» **SET TASK**: Write out all of the data exactly as it appears.

+---+

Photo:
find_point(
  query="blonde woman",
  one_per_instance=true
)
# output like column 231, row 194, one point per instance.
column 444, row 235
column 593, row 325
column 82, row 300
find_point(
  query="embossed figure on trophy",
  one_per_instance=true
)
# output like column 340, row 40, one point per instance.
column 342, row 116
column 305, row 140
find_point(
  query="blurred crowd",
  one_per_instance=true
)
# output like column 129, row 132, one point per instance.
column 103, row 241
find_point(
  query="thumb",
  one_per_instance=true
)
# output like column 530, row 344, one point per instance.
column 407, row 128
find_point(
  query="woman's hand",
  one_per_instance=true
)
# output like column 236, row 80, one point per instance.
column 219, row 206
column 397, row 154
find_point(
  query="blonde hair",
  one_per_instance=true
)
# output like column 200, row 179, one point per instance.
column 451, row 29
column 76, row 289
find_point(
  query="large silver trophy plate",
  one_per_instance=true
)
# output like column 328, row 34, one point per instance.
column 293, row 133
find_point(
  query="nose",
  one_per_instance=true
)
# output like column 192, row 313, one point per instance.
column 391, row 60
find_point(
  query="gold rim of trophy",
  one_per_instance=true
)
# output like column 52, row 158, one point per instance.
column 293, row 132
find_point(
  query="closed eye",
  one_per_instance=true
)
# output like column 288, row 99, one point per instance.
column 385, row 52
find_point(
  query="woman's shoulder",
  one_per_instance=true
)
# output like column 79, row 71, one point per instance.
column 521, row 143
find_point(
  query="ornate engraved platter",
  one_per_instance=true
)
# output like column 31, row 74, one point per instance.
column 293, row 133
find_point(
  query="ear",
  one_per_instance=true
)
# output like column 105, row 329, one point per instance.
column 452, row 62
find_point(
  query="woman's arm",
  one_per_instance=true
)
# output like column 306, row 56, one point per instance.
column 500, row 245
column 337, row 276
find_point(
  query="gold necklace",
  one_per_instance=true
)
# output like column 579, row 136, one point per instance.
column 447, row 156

+---+

» **EXPECTED ANSWER**:
Photo:
find_point(
  query="blonde woman",
  one_per_instance=true
)
# output like column 231, row 194, one point per instance.
column 444, row 235
column 593, row 325
column 82, row 300
find_point(
  query="embossed figure on trophy",
  one_per_instance=true
)
# output like column 340, row 40, one point per instance.
column 342, row 116
column 305, row 140
find_point(
  query="blurred crowd",
  one_per_instance=true
)
# output like column 129, row 132, one point per instance.
column 103, row 241
find_point(
  query="thumb",
  one_per_instance=true
)
# output like column 530, row 344, one point per instance.
column 407, row 128
find_point(
  query="woman's hand",
  one_per_instance=true
)
# output like column 236, row 80, one point per instance.
column 219, row 206
column 397, row 154
find_point(
  query="blonde hair",
  one_per_instance=true
)
# output like column 200, row 179, one point per instance.
column 451, row 29
column 76, row 289
find_point(
  query="large silver trophy plate",
  one_per_instance=true
)
# output like column 328, row 34, one point per instance.
column 293, row 133
find_point(
  query="nose",
  one_per_instance=true
)
# output like column 192, row 313, one point per instance.
column 391, row 60
find_point(
  query="gold rim of trophy",
  one_per_instance=true
)
# output like column 52, row 158, one point per instance.
column 293, row 132
find_point(
  query="closed eye",
  one_per_instance=true
)
# output like column 288, row 99, one point per instance.
column 385, row 52
find_point(
  query="woman's shoulder",
  one_per_instance=true
)
# output like column 79, row 71, one point per instance.
column 521, row 143
find_point(
  query="ornate engraved platter",
  one_per_instance=true
)
# output like column 31, row 74, one point per instance.
column 293, row 133
find_point(
  query="ear",
  one_per_instance=true
)
# output like column 105, row 329, one point per instance.
column 452, row 62
find_point(
  query="woman's arm",
  one_per_instance=true
)
# output like column 306, row 56, one point per instance.
column 500, row 245
column 337, row 276
find_point(
  query="gold necklace",
  one_per_instance=true
)
# output like column 579, row 136, one point per instance.
column 447, row 156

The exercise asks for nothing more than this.